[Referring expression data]
◇ ◇ ◇ ◇ ◇ ◇ ◇
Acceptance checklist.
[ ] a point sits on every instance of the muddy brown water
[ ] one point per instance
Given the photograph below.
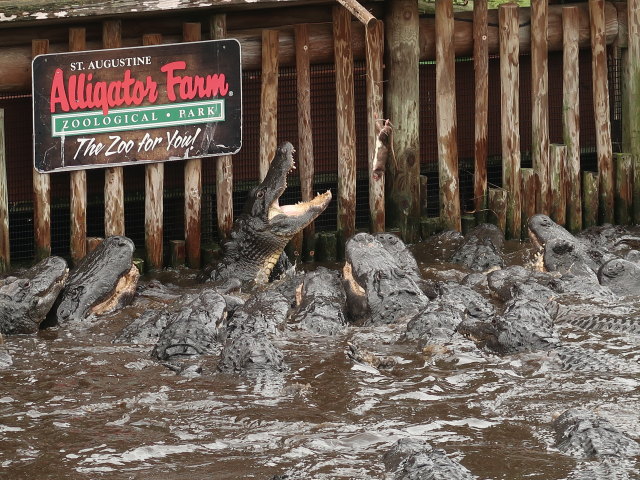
(76, 406)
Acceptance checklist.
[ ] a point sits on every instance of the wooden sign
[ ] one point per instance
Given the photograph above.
(133, 105)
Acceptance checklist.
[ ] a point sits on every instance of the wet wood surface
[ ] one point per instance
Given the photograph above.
(374, 91)
(269, 99)
(601, 110)
(481, 112)
(345, 123)
(540, 102)
(41, 191)
(571, 116)
(510, 116)
(113, 176)
(192, 32)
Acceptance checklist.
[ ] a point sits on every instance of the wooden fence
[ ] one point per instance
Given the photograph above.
(555, 185)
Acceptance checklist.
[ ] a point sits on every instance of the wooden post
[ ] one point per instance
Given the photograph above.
(481, 115)
(558, 157)
(401, 100)
(590, 187)
(374, 40)
(153, 197)
(633, 97)
(305, 132)
(624, 187)
(191, 32)
(571, 115)
(269, 100)
(510, 118)
(345, 122)
(529, 188)
(540, 102)
(601, 109)
(446, 122)
(113, 176)
(5, 251)
(41, 190)
(497, 200)
(78, 178)
(224, 163)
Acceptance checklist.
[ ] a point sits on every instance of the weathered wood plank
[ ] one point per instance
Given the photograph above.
(446, 122)
(590, 187)
(571, 116)
(510, 117)
(540, 102)
(224, 163)
(601, 109)
(402, 92)
(269, 99)
(41, 191)
(5, 251)
(192, 32)
(633, 97)
(557, 183)
(113, 176)
(78, 178)
(306, 168)
(345, 122)
(481, 112)
(529, 188)
(375, 56)
(15, 61)
(624, 187)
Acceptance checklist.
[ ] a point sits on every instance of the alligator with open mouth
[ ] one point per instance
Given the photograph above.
(265, 227)
(26, 300)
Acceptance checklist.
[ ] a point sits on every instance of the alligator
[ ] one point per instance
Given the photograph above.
(104, 282)
(322, 301)
(384, 287)
(264, 228)
(413, 459)
(481, 249)
(25, 301)
(609, 453)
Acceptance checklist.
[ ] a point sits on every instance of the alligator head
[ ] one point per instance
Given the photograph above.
(262, 231)
(25, 301)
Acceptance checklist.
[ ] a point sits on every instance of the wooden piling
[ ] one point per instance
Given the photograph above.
(305, 132)
(481, 113)
(540, 102)
(178, 252)
(345, 123)
(402, 53)
(624, 187)
(78, 178)
(5, 251)
(557, 183)
(633, 97)
(41, 190)
(224, 163)
(601, 110)
(446, 122)
(374, 40)
(590, 187)
(153, 197)
(510, 117)
(529, 189)
(269, 100)
(192, 32)
(571, 115)
(497, 203)
(113, 176)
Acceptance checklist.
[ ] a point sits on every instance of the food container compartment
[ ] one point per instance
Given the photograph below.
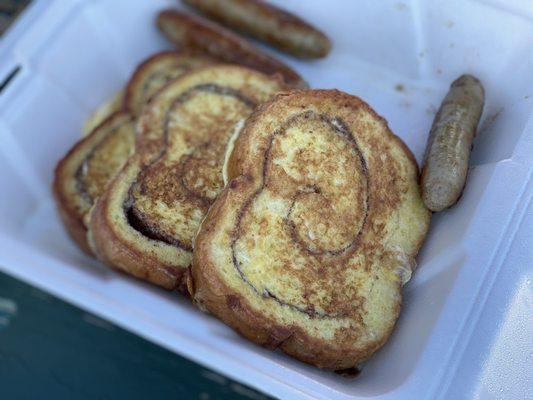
(465, 310)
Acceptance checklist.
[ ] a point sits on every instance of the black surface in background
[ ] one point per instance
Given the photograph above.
(52, 350)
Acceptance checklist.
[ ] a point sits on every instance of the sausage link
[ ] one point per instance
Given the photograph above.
(197, 35)
(281, 29)
(450, 142)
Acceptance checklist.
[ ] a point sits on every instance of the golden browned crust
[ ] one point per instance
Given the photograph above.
(73, 199)
(111, 247)
(84, 172)
(190, 33)
(365, 321)
(146, 222)
(161, 67)
(266, 22)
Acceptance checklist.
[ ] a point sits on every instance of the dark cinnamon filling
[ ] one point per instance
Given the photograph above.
(135, 217)
(338, 127)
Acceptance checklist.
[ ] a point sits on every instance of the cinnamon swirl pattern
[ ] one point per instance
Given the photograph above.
(146, 222)
(309, 244)
(83, 174)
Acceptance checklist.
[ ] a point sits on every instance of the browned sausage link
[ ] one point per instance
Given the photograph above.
(450, 142)
(192, 33)
(256, 18)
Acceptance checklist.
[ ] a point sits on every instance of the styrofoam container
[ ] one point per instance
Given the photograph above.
(466, 325)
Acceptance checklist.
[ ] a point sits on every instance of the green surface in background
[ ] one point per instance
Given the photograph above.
(52, 350)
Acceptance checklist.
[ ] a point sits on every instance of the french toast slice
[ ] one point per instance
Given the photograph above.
(146, 221)
(307, 247)
(82, 175)
(156, 72)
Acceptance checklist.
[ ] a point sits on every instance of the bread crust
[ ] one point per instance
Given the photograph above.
(279, 28)
(114, 251)
(72, 217)
(194, 34)
(212, 292)
(170, 177)
(181, 62)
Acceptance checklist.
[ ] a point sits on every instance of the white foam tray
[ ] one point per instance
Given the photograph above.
(466, 326)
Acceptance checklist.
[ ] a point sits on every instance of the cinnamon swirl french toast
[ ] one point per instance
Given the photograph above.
(145, 222)
(82, 175)
(307, 247)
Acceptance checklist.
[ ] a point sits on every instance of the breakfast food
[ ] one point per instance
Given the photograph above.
(83, 174)
(156, 72)
(146, 221)
(450, 142)
(194, 34)
(263, 21)
(307, 247)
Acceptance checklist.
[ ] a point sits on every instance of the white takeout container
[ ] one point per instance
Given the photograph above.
(465, 329)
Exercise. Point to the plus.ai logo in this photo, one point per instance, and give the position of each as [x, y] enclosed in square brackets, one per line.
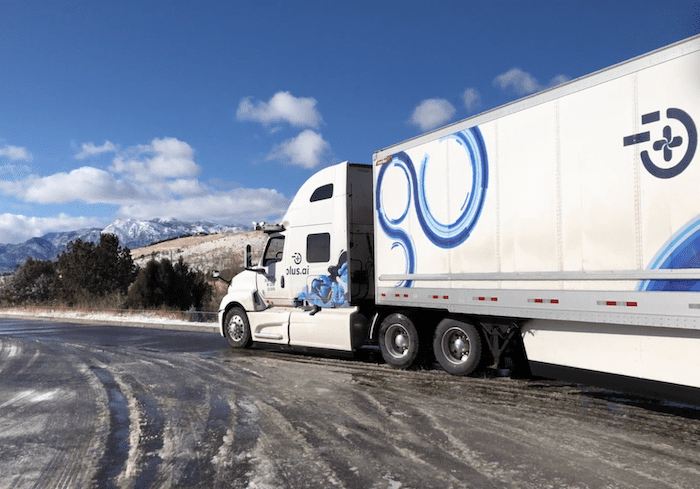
◇ ◇ ◇ ◇ ◇ ◇ ◇
*EXERCISE OBJECTIVE*
Would you please copy every line in the data that contains the word "cinnamon"?

*ANSWER FOR THE TASK*
[ ] a point sits on every instance of the dark cinnamon filling
[ ] a point sits on every instance of the cinnamon swirl pattern
[ ] a point sits on every instance of the cinnamon swirl french toast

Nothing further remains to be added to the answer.